What the Chrysler saga should have looked like — Part 1

My colleague Tom Bowden just wrote a very helpful blog explaining the details and injustices of Chrysler’s phony bankruptcy. I want to look at Chrysler from a slightly different aspect: How should the Chrysler case have been handled by the government since last December — when the Bush administration propped it up with billions in bailout money? Answering this can help us advocate for the right policies today and understand just how wrong the government’s actions are.

When Chrysler was heading for bankruptcy, both late last year and late last month, if its leaders thought the company was potentially viable they should have made an attractive proposal to investors–a proposal that investors thought would make the company profitable and therefore give them a return on their investment. And if it couldn’t acquire funds on the free market, then it would declare bankruptcy once its liabilities exceeded its assets and it could no longer pay off its debt. In bankruptcy court, its various creditors would seek to make the best of a bad situation by redeploying or liquidating the company’s assets, depending on what would get them the most of their money back.

This free-market process is what should have occurred both times Chrysler ran out of cash. Instead, we have witnessed a travesty.

Any real, free-market attempt by Chrysler to avoid bankruptcy would have meant, above all a drastic renegotiation of the company’s biggest obstacle to solvency: its contracts with its United Autoworkers Union (UAW) employees. Historically, the UAW, used the Wagner Act to extort above-market wages and benefits from all the members of the Big Three, such that their per-car labor costs exceed Toyota and Honda’s by several thousand dollars.

Of course, the UAW would not like wage and benefit cuts, but under a real market, they would have to choose between that and bankruptcy — including the possible end of Chrysler and the need to seek employment elsewhere. Chrysler would have to say, in effect: Earth to UAW. We are failing. Our employees right now produce less value than they cost to employ. That’s what it means to be unprofitable. In fact, the employees under the current structure produce so much less value than they consume, that the company in its current form cannot continue to exist. That’s what it means to be going bankrupt.

[REQUIRED TASK 1]:
Reproduce the records from the line with "FIND black glove" to the line with "[367,84,409,161]", swapping "pants" for "trousers" and leaving everything else unchanged.
The records that follow bear no relation to the text above.

(Data drawn from a collection)
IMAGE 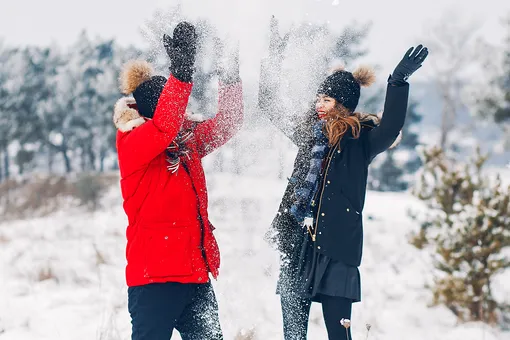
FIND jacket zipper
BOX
[313,142,340,241]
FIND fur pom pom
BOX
[352,66,375,87]
[119,60,154,94]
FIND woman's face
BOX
[315,94,336,119]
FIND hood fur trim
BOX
[119,60,154,94]
[113,97,207,132]
[359,111,402,149]
[113,97,145,132]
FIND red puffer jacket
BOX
[114,76,243,286]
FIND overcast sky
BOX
[0,0,510,80]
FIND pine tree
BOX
[411,148,510,323]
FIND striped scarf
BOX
[290,120,328,223]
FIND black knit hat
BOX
[133,76,166,118]
[317,67,375,112]
[120,60,167,118]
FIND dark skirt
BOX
[298,231,361,302]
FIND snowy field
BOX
[0,174,510,340]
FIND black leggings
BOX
[128,282,223,340]
[280,293,352,340]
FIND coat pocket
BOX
[143,226,193,278]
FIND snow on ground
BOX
[0,174,510,340]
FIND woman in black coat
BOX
[259,20,428,340]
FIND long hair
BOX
[324,104,361,145]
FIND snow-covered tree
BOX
[411,148,510,323]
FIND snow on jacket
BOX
[113,76,243,286]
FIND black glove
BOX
[163,21,197,83]
[269,15,290,58]
[388,45,429,86]
[214,37,241,84]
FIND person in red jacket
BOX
[113,22,243,340]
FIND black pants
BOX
[128,282,223,340]
[280,293,352,340]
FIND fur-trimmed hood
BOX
[359,111,402,149]
[113,97,206,132]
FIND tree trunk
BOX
[60,144,73,174]
[4,145,10,180]
[87,143,96,171]
[48,145,55,174]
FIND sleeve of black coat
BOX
[258,58,298,144]
[367,84,409,161]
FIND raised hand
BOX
[388,44,429,85]
[163,21,197,83]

[REQUIRED TASK 2]:
Name every automaker that the text on the Chrysler bankruptcy mentions by name.

[SOLUTION 1]:
FIND black glove
BOX
[163,21,197,83]
[269,15,290,58]
[388,45,429,86]
[214,37,241,84]
FIND person in red jacket
BOX
[113,22,243,340]
FIND black trousers
BOX
[128,282,223,340]
[280,293,352,340]
FIND fur-trimmed hood
BOX
[359,111,402,149]
[113,97,206,132]
FIND tree trunk
BOX
[60,144,73,174]
[4,145,10,180]
[87,143,96,171]
[48,145,55,174]
FIND sleeve of black coat
BOX
[258,58,298,144]
[367,84,409,161]

[SOLUTION 2]:
Chrysler, Toyota, Honda